Direction 1.
In the article below on a religious freedom case in Nepal, rewrite the paragraph beginning "While Nepal recognises the right" more concisely while preserving its main facts.

Document text.
-- Start --
UPDATE: A court in Nepal has dropped a case against eight Christians, the first case about freedom of religion since the country’s new constitution was implemented in 2015.
The seven men and one woman, all counsellors, were charged with ‘proselytising’ – apparently outlawed in the new constitution – after giving out a pamphlet about Jesus in a Christian school, while helping children through the trauma of the 2015 earthquake.
The charges against them all have been dropped. Nepali Christian leaders have welcomed their acquittal.
[1 August 2016]
Eight Nepali Christians are on trial this month, arrested for distributing a pamphlet about Jesus in a school.
It is Nepal’s first religious freedom case since the country’s new Constitution was implemented in September last year.
While Nepal recognises the right to be Christian, converting someone to a different religion is prohibited. A new clause in the Constitution, Article 31(3) took that further, stating “any act to convert another person from one religion to another, or any act or behaviour to undermine or jeopardise the religion of another will be punishable by law.”
Open Doors, an organisation working to strengthen the persecuted church, says the freedom of Nepal’s Christians is “increasingly under threat.”
The eight Christians arrested are from an organisation called Teach Nepal, which says the group were invited by the school to act as counsellors for children affected by last year’s devastating earthquakes. While the school is a Christian school, not all the students are Christian.
Chairman of Teach Nepal, Barnabas Shrestha told World Watch Monitor that the group had “done nothing wrong.”
“Our organisation never tried to convert any children. Actually, normally, we do not give books to other people. Since these two schools were run by Christians, we thought it will be okay to give the books to the children.”
-- End --
Direction 2.
Count the lines of the entries below that contain the string "beach", treating case as significant, and state only the number.

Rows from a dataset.
-- Start --
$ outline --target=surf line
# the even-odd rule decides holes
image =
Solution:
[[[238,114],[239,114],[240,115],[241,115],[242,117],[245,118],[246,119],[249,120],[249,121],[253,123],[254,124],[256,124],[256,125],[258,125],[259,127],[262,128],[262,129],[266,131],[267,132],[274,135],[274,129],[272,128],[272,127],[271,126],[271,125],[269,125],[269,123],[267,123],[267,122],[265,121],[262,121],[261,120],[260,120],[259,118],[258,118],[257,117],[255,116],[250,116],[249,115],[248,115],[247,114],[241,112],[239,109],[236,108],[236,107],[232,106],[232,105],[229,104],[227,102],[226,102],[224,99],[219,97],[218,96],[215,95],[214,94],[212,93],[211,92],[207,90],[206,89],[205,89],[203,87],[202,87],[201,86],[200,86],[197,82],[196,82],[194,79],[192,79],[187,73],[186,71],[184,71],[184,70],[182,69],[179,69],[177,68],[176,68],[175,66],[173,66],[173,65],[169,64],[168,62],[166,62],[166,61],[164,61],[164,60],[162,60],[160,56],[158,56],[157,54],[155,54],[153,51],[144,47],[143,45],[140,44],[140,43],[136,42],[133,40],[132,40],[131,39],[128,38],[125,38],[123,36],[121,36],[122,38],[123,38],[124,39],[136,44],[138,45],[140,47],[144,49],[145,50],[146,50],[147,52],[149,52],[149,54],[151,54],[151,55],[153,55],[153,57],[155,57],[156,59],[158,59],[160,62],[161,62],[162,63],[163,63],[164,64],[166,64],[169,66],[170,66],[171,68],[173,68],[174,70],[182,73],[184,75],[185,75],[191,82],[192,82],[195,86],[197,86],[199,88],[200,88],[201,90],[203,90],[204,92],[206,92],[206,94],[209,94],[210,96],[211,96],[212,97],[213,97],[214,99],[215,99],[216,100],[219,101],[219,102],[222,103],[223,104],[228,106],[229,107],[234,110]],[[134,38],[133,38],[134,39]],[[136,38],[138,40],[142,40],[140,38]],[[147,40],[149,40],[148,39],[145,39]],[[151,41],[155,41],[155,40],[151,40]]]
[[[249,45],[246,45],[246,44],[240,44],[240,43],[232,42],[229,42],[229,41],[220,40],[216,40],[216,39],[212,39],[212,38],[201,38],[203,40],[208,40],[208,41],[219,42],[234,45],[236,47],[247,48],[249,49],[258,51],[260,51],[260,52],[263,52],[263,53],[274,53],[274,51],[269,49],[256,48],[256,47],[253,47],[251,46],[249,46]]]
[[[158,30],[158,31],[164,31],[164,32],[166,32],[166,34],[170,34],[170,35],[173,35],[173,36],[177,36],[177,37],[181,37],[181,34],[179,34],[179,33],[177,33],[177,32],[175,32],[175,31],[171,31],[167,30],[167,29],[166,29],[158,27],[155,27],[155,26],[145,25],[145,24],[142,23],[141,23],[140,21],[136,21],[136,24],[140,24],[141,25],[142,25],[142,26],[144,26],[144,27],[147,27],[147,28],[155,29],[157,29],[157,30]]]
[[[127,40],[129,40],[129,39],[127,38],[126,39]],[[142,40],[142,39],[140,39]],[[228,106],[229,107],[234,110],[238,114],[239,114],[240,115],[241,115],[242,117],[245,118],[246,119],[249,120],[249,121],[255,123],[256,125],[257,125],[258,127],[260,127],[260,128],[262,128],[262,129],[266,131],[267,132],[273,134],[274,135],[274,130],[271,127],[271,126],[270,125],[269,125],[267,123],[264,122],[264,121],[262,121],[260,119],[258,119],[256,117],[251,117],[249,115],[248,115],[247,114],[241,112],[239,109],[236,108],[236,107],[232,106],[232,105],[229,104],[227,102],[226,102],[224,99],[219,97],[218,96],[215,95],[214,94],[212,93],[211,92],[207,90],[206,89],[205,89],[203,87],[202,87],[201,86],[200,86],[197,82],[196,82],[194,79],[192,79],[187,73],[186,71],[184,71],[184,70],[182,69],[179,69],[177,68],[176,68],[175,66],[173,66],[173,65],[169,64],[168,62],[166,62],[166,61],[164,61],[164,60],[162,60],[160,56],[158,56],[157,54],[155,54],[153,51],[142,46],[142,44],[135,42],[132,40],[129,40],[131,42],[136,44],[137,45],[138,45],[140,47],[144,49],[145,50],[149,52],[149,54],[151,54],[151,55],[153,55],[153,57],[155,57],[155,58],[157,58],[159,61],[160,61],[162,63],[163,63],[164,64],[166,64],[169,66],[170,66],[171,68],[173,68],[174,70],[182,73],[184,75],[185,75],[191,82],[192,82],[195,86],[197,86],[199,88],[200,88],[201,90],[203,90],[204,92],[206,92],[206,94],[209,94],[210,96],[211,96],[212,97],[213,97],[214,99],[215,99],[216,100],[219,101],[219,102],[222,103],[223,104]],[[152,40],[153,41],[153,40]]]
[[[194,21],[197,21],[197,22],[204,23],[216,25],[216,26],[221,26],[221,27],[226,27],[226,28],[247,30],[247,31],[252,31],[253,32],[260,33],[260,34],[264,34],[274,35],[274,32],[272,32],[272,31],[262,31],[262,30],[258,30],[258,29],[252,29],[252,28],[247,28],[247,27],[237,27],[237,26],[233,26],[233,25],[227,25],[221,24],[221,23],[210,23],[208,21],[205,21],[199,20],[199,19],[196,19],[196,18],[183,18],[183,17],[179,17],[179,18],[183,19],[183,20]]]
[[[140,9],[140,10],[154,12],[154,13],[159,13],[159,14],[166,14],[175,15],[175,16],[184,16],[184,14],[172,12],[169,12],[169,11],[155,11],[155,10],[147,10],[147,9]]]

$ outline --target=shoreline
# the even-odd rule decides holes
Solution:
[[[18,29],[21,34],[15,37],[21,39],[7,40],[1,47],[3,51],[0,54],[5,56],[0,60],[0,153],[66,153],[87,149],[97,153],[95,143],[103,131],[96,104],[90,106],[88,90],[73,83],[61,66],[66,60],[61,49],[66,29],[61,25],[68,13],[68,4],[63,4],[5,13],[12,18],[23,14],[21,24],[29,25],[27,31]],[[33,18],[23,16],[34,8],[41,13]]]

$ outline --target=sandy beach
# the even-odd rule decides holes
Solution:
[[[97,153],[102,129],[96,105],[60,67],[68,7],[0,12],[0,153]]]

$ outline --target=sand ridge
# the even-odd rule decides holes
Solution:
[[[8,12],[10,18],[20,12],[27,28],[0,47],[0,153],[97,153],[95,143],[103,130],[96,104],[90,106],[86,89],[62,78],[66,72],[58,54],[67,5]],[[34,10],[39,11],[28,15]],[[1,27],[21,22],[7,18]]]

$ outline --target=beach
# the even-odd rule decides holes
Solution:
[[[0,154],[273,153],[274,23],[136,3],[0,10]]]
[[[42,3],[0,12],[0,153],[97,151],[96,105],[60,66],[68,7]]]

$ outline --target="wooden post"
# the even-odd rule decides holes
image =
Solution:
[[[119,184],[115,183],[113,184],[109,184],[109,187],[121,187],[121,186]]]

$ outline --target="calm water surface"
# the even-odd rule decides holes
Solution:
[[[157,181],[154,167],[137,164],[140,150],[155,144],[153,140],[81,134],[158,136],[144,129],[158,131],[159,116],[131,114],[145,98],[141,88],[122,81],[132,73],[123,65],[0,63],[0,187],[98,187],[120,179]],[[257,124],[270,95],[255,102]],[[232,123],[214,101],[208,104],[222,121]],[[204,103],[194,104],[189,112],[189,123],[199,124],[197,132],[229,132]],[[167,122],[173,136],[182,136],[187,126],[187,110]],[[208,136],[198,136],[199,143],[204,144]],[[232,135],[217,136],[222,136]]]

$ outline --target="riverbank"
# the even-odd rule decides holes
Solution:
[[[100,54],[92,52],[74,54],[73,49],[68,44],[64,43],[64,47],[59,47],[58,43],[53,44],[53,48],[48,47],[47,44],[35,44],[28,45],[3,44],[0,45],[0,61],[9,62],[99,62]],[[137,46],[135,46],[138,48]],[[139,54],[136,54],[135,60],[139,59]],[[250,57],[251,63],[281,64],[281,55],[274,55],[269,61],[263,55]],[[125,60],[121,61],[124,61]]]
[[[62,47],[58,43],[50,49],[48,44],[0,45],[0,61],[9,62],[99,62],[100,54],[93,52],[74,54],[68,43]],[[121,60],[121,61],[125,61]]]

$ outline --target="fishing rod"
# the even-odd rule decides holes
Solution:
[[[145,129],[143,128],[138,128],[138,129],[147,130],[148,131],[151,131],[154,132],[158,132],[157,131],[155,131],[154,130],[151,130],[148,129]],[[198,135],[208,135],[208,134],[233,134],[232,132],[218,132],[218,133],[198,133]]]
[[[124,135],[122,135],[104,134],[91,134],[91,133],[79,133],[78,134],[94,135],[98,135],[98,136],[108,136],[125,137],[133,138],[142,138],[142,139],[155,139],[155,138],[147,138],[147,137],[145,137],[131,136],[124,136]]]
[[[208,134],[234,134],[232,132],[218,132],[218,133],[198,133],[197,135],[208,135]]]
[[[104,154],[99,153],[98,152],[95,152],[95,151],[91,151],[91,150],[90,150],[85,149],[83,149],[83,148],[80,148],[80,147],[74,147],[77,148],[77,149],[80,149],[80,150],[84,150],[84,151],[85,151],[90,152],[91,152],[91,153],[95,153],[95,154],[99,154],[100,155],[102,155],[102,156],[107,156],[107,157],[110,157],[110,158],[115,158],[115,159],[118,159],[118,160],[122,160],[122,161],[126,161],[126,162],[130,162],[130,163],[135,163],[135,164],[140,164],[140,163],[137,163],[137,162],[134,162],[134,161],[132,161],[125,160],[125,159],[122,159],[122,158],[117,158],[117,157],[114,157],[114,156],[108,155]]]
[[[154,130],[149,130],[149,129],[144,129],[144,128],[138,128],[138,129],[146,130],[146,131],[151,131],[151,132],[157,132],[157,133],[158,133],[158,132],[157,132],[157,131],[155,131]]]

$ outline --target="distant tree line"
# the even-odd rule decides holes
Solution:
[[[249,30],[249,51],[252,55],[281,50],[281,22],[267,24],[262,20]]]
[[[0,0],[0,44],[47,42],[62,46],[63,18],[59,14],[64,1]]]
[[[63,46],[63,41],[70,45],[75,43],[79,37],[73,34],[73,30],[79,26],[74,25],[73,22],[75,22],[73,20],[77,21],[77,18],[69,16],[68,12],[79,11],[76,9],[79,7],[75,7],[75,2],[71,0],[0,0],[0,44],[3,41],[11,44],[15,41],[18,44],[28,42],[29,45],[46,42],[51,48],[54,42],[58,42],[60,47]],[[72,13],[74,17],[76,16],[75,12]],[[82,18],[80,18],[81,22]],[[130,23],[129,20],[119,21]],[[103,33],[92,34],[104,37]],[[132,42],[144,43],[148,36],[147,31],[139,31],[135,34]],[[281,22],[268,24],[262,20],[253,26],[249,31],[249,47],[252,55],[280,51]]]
-- End --
Correct result 1.
Nepal accepts the right to be Christian but prohibits converting anyone to a different religion. Article 31(3) of the new Constitution went further, making any act to convert a person from one religion to another, or any act or behavior that undermines or jeopardizes another's religion, punishable by law.

Correct result 2.
2